:: Provided data
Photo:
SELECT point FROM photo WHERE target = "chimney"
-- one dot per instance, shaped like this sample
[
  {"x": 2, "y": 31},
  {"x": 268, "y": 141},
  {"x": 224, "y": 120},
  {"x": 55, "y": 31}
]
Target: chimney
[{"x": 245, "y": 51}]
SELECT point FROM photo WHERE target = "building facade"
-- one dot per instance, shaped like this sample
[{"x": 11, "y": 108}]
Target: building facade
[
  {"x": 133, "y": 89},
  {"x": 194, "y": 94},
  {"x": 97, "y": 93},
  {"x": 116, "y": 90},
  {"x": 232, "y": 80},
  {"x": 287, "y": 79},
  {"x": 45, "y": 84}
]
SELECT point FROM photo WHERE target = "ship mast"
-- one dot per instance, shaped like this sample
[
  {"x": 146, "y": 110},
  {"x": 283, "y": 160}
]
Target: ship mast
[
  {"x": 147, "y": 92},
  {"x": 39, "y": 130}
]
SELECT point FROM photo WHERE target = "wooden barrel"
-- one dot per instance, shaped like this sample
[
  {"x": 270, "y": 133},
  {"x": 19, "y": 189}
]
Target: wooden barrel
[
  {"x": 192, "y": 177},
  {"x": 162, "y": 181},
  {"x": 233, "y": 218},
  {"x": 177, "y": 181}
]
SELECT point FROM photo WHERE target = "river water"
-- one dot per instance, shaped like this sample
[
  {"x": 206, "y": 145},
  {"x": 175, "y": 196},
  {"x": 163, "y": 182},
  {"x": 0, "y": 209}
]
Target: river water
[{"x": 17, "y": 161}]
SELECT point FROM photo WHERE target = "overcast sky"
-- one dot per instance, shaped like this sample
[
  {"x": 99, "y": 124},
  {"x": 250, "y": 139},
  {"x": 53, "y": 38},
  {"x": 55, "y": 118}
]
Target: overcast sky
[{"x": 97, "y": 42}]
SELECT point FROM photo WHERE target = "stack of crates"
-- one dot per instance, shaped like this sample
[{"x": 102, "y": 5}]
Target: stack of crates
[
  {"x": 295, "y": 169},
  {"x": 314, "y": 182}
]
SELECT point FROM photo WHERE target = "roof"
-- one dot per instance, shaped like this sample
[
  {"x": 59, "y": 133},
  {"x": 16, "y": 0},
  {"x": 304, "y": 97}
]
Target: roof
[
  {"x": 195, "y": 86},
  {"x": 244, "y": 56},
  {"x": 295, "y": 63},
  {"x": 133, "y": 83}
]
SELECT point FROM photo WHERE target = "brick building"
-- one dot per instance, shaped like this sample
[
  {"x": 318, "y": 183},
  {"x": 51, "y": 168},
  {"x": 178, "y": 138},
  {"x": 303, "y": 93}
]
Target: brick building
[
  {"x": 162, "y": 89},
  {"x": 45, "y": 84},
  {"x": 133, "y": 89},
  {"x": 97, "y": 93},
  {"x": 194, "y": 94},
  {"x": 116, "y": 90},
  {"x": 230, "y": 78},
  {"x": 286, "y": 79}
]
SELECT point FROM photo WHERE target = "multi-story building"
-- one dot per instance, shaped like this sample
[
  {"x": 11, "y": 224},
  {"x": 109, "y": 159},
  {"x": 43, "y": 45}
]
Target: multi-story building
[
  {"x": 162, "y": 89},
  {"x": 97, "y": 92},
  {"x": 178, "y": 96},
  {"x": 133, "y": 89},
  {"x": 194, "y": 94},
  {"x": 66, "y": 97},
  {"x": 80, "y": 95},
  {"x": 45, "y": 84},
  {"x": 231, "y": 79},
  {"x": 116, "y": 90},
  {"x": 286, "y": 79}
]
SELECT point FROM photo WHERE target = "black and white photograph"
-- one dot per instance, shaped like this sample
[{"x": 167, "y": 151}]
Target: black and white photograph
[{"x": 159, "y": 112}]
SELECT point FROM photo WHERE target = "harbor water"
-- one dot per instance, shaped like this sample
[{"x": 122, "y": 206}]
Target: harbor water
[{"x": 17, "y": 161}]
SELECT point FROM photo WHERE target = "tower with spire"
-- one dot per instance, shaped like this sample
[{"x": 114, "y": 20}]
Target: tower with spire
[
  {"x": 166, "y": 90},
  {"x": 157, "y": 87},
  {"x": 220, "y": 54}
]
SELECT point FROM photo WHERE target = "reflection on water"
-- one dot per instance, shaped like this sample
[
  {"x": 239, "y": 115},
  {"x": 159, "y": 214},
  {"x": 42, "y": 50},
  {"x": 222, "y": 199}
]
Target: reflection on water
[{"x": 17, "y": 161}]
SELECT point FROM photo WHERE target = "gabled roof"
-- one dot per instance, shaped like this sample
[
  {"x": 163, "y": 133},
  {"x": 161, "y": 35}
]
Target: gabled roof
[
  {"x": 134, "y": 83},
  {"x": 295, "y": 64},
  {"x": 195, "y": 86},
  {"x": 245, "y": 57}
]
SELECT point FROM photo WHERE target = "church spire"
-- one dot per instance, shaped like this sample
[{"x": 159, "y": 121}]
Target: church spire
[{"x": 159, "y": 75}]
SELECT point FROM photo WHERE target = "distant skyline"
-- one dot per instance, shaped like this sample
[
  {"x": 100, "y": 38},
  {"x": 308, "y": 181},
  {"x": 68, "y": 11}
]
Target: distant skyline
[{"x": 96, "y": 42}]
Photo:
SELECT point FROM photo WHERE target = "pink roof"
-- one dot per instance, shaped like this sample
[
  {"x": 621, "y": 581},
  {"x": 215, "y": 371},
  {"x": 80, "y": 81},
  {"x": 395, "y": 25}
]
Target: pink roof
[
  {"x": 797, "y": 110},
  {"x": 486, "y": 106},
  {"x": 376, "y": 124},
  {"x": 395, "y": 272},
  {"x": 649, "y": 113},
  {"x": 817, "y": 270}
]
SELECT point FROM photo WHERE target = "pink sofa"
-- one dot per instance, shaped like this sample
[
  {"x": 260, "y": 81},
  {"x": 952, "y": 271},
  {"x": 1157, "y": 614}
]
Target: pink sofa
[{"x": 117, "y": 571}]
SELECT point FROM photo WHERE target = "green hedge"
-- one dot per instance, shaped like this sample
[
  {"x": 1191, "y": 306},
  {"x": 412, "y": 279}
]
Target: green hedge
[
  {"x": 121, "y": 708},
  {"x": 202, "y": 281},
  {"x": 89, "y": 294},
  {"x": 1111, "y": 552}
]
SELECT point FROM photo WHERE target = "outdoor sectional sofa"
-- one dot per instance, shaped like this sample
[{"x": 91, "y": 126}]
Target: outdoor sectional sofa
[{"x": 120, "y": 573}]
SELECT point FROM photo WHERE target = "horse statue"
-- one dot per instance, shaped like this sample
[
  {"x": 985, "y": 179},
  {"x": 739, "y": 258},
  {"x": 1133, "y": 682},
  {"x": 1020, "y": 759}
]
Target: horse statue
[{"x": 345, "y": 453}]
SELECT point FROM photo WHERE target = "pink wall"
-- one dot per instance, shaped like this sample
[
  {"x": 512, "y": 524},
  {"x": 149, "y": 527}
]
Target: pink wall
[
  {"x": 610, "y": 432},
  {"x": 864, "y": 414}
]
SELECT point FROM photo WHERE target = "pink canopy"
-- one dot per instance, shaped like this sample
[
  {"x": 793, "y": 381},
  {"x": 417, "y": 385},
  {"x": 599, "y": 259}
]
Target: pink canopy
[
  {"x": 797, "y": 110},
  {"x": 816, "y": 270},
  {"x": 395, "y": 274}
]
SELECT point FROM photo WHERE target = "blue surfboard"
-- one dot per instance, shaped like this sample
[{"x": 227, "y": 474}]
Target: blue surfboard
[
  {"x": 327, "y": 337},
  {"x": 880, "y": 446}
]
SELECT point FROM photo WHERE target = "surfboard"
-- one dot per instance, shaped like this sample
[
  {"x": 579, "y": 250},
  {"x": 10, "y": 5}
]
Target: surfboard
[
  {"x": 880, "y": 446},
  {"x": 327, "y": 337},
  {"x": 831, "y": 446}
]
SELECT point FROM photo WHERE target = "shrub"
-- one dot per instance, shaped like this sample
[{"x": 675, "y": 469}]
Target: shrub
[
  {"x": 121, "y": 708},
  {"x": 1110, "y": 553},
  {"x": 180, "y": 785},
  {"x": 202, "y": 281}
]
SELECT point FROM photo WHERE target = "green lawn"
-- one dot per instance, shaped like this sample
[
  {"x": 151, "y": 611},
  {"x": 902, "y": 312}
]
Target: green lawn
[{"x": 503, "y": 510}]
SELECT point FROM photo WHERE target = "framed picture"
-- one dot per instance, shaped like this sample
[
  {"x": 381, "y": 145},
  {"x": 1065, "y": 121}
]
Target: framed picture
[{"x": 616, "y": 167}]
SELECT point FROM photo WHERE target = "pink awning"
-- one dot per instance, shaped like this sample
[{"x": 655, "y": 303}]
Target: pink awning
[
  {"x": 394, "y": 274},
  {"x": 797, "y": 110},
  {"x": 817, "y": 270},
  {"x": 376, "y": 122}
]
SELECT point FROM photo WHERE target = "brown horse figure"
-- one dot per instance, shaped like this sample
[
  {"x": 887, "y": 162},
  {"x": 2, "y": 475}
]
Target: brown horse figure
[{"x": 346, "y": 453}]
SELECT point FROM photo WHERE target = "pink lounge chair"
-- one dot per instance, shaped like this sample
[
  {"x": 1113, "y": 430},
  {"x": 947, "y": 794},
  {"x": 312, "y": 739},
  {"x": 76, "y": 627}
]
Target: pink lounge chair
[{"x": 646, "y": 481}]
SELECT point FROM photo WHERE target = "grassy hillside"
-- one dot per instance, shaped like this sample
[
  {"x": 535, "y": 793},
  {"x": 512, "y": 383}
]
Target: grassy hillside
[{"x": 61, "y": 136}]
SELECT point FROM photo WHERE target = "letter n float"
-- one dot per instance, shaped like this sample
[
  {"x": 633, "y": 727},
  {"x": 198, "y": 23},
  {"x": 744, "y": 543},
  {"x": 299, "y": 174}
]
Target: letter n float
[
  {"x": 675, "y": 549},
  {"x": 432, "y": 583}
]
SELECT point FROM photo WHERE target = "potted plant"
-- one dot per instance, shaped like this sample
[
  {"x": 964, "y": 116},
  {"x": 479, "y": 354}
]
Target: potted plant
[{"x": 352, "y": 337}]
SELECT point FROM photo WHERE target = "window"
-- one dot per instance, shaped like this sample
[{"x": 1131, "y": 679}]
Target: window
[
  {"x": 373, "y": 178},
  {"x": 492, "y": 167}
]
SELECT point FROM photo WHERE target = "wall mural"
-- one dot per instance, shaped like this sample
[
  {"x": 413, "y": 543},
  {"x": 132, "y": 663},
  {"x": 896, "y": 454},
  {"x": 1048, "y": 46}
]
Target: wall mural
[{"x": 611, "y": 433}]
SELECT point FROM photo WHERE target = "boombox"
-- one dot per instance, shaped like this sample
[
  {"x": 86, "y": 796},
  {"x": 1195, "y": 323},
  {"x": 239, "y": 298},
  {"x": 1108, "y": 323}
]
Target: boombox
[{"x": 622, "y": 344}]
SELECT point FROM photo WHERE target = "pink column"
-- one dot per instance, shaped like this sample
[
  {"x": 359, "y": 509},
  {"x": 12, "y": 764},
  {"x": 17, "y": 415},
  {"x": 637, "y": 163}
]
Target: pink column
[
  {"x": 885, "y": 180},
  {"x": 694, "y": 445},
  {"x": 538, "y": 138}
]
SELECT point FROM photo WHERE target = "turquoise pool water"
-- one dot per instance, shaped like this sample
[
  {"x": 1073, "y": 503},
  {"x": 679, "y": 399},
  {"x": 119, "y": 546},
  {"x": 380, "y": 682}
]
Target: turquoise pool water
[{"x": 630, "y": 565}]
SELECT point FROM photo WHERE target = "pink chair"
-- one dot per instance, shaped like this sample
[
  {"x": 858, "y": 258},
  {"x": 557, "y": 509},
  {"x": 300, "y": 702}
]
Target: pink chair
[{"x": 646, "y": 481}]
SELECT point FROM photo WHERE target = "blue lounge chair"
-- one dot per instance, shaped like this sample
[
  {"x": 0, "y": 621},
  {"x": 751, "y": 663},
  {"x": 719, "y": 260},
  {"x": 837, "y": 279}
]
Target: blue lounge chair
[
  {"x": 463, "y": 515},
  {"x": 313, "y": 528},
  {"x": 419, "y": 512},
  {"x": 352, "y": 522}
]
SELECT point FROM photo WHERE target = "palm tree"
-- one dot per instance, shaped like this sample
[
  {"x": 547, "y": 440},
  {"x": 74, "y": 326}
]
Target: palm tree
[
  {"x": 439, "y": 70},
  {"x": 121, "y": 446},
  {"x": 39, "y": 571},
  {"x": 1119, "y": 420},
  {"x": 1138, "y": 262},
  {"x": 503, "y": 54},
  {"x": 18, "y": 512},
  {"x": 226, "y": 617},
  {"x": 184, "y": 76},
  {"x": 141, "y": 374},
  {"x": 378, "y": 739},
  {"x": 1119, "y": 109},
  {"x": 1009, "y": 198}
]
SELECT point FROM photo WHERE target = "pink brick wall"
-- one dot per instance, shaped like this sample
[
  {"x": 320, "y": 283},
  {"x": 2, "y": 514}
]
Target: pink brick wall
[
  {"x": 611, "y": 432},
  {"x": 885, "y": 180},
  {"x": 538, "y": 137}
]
::::
__Aim__.
Count the lines of the material above that contain the string "mast", treating uppercase and lowercase as different, and give only the number.

__Result__.
2